• _REQUESTS_:
1 - Write out the SpuCo package metadata word for word, starting at "Requires-Dist: properscoring; extra" and ending at "Datasets and Benchmarks)".
2 - According to the SpuCo package metadata, which Python version does the package require?

• _TEXT SEGMENT_:

Metadata-Version: 2.1
Name: spuco
Version: 2.0.3
Summary: SpuCo: Spurious Correlations Datasets and Benchmarks
Home-page: https://github.com/BigML-CS-UCLA/SpuCo
Author: Siddharth Joshi
Author-email: Siddharth Joshi <sjoshi804@cs.ucla.edu>
Project-URL: Source, https://github.com/BigML-CS-UCLA/SpuCo
Classifier: Development Status :: 5 - Production/Stable
Classifier: Programming Language :: Python :: 3
Classifier: Programming Language :: Python :: 3.10
Classifier: Topic :: Scientific/Engineering
Classifier: Topic :: Scientific/Engineering :: Artificial Intelligence
Classifier: Topic :: Software Development
Classifier: Topic :: Software Development :: Libraries
Classifier: Topic :: Software Development :: Libraries :: Python Modules
Classifier: Intended Audience :: Developers
Classifier: Intended Audience :: Education
Classifier: Intended Audience :: Science/Research
Classifier: License :: OSI Approved :: MIT License
Classifier: Operating System :: OS Independent
Requires-Python: >=3.10.0
Description-Content-Type: text/markdown
License-File: LICENSE.txt
Requires-Dist: matplotlib>=3.7.1
Requires-Dist: numpy>=1.23.5
Requires-Dist: setuptools>=61.0
Requires-Dist: torch>=2.0.0
Requires-Dist: torchvision>=0.15.1
Requires-Dist: tqdm>=4.65.0
Requires-Dist: scikit-learn>=0.20.0
Requires-Dist: wilds>=2.0.0
Requires-Dist: transformers>=3.5.0
Requires-Dist: umap-learn>=0.5.5
Requires-Dist: grad-cam>=1.5.0
Provides-Extra: dev
Requires-Dist: black>=23.1.0; extra == "dev"
Requires-Dist: flake8>=3.9.2; extra == "dev"
Requires-Dist: pytest>=7.2.1; extra == "dev"
Requires-Dist: properscoring; extra == "dev"
Requires-Dist: build; extra == "dev"
Requires-Dist: twine; extra == "dev"
Provides-Extra: docs
Requires-Dist: ipython>=7.34.0; extra == "docs"
Requires-Dist: nbsphinx>=0.8.12; extra == "docs"
Requires-Dist: sphinx>=5.3.0; extra == "docs"
Requires-Dist: sphinx_rtd_theme>=1.1.1; extra == "docs"

# SpuCo (Spurious Correlations Datasets and Benchmarks)

[![Documentation Status](https://readthedocs.org/projects/spuco/badge/?version=latest)](https://spuco.readthedocs.io/en/latest/?badge=latest)

• _GIVEN INFORMATION_:
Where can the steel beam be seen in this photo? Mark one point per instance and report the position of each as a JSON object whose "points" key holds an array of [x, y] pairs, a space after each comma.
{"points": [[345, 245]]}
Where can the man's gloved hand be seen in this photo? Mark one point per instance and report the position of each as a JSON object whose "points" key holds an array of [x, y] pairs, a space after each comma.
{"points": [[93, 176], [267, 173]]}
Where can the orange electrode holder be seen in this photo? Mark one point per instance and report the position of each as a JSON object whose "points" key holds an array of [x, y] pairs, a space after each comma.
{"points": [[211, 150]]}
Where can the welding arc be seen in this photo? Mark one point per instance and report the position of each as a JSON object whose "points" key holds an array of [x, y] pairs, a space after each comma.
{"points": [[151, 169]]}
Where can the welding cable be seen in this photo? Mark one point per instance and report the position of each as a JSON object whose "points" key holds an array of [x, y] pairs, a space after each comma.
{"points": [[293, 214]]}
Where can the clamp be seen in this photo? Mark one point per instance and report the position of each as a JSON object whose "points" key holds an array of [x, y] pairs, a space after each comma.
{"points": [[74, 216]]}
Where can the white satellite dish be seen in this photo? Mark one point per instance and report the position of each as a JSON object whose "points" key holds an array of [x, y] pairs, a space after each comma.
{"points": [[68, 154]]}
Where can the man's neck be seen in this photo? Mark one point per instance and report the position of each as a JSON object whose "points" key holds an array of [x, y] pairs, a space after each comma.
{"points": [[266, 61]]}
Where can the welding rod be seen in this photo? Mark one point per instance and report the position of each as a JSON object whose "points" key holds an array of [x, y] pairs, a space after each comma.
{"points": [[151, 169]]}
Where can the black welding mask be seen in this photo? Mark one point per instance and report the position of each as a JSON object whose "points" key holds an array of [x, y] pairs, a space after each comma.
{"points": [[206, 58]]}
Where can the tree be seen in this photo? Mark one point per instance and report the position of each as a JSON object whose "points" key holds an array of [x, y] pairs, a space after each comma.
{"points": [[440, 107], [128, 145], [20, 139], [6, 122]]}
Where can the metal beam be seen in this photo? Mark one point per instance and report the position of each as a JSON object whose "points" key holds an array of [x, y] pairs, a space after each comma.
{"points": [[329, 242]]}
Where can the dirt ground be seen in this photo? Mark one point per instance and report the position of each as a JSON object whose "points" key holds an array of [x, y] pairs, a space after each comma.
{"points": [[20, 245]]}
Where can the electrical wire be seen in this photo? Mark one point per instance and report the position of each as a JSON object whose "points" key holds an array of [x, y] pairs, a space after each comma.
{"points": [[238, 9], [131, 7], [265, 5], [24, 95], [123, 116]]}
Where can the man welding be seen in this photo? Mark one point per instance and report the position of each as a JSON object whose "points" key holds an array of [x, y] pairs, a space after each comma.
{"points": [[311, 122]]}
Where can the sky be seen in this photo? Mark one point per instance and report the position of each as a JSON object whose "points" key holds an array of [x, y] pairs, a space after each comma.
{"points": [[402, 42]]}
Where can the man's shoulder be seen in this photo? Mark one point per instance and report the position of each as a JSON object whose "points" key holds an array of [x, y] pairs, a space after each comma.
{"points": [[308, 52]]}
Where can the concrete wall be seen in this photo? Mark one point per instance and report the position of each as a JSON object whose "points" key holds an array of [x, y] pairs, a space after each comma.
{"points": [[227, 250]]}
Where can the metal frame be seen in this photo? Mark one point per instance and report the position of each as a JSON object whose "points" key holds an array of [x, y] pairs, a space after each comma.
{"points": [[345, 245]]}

--

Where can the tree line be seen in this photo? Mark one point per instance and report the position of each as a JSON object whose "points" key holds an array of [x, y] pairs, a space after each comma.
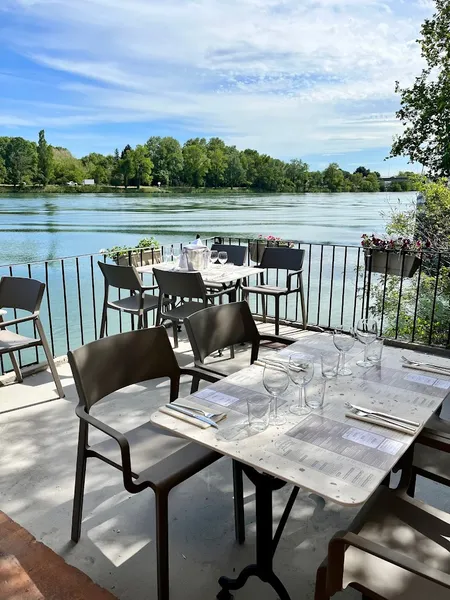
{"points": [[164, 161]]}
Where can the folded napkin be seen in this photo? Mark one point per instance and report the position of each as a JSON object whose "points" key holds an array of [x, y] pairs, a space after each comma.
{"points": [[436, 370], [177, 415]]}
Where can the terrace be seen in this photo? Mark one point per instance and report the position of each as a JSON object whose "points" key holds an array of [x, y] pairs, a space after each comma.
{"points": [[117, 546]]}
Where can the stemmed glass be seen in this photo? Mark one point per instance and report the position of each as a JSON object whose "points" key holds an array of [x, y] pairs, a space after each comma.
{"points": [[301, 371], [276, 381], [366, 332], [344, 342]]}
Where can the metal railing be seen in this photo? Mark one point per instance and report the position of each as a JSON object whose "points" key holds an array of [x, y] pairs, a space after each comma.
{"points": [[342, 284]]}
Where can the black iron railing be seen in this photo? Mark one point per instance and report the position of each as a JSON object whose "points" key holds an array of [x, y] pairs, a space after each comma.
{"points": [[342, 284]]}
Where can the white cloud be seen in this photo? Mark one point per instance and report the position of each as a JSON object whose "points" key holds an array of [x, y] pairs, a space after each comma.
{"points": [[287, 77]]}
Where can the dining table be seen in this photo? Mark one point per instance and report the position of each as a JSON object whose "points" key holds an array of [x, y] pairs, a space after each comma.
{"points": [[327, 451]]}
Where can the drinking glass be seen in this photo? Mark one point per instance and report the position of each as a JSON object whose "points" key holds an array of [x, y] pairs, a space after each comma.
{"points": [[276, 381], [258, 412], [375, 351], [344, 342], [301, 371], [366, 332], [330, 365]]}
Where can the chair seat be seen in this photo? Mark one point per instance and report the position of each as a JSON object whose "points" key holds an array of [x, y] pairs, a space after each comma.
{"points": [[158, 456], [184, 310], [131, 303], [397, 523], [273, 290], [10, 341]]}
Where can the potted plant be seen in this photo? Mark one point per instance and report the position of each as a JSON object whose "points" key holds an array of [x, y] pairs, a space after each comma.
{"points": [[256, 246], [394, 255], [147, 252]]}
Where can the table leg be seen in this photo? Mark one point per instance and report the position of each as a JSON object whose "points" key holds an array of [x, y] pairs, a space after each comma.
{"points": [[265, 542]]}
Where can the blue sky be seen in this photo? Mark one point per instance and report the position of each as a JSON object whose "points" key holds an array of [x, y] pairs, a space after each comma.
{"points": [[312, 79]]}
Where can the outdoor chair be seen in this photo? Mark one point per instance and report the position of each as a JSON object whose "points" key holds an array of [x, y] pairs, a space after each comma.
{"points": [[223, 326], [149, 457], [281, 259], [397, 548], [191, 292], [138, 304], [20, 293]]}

• _TASK-BY-TASK SOLUTIONS_:
1 -
Requires-Dist: properscoring; extra == "dev"
Requires-Dist: build; extra == "dev"
Requires-Dist: twine; extra == "dev"
Provides-Extra: docs
Requires-Dist: ipython>=7.34.0; extra == "docs"
Requires-Dist: nbsphinx>=0.8.12; extra == "docs"
Requires-Dist: sphinx>=5.3.0; extra == "docs"
Requires-Dist: sphinx_rtd_theme>=1.1.1; extra == "docs"

# SpuCo (Spurious Correlations Datasets and Benchmarks)

2 - Python 3.10.0 or later